REQUIRED TASK => Add -82 to every coordinate in the answers, and write out everything from the start of the data down to the line containing "433), (133, 433)]", both ends included. Every other line stays as it is.

INFORMATION SHOWN =>
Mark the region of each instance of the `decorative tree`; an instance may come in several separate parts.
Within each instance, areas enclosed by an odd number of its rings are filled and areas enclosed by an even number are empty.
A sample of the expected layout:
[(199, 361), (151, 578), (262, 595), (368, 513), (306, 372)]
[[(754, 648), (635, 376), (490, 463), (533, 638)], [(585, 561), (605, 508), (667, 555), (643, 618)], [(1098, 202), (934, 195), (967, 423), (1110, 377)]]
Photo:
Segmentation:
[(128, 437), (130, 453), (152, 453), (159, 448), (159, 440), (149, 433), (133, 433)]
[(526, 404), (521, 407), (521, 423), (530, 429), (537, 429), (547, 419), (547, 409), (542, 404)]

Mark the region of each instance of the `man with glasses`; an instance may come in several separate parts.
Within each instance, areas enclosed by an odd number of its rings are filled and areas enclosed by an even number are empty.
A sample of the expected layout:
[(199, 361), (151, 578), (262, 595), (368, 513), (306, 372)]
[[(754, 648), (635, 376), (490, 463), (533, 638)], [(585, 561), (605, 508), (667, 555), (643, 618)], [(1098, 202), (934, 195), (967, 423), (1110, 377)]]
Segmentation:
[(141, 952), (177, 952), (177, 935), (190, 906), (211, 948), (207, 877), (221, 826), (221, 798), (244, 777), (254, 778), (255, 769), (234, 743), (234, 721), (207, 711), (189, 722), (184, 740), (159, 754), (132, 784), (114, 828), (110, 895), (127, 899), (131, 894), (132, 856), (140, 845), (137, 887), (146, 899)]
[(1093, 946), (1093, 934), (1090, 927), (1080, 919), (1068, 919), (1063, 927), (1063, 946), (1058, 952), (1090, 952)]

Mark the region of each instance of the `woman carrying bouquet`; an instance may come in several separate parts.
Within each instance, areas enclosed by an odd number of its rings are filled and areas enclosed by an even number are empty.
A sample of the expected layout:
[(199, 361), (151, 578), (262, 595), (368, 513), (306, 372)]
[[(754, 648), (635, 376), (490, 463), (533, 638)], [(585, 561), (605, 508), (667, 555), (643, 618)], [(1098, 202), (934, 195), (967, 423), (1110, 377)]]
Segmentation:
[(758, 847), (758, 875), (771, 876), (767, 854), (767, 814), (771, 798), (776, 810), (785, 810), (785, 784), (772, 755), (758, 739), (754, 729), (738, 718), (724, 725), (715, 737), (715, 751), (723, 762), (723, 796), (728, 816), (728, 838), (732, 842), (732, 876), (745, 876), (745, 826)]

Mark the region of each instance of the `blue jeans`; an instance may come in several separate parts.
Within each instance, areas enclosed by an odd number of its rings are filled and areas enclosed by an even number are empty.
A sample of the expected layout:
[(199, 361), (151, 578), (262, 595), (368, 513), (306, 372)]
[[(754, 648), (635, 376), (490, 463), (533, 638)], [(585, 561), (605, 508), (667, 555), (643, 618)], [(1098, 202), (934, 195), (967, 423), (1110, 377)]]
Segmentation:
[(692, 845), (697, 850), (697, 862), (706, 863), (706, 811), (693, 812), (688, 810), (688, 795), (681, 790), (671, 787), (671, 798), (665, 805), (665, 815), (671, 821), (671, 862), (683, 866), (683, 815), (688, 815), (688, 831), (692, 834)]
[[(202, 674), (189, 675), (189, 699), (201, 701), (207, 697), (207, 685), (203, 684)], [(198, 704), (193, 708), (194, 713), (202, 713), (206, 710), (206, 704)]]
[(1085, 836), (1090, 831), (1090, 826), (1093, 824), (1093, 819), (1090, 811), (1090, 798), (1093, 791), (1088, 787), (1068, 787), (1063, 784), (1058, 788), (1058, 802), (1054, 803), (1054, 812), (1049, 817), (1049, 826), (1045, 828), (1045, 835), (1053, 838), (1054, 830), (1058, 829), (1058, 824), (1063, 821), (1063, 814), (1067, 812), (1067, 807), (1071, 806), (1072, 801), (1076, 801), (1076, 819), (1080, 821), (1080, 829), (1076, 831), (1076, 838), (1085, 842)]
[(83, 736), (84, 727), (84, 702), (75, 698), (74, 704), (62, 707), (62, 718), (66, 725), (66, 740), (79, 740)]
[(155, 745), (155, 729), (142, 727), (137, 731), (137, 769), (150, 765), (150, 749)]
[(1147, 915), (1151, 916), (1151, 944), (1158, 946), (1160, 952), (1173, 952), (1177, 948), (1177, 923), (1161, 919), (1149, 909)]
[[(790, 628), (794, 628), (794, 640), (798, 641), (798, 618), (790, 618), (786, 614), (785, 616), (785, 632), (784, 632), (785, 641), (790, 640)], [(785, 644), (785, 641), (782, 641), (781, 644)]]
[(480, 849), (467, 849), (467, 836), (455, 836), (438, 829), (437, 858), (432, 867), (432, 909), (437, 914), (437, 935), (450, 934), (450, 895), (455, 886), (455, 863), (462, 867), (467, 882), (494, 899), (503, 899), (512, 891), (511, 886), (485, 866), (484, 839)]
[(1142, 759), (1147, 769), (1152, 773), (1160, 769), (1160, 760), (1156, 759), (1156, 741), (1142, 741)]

WRITTEN RESPONSE =>
Mark the region of each instance of the `decorative tree`; an instance may come in several separate parts.
Within each instance, areas enclosed by an odd number of its rings are filled and areas enclosed by an even number are empty.
A sample of the expected layout:
[(199, 361), (151, 578), (262, 595), (368, 513), (306, 372)]
[[(754, 648), (635, 376), (490, 463), (533, 638)], [(585, 561), (605, 508), (667, 555), (643, 618)], [(1098, 202), (934, 195), (967, 423), (1110, 377)]]
Photo:
Segmentation:
[(46, 355), (48, 371), (70, 371), (77, 366), (77, 358), (67, 351), (51, 351)]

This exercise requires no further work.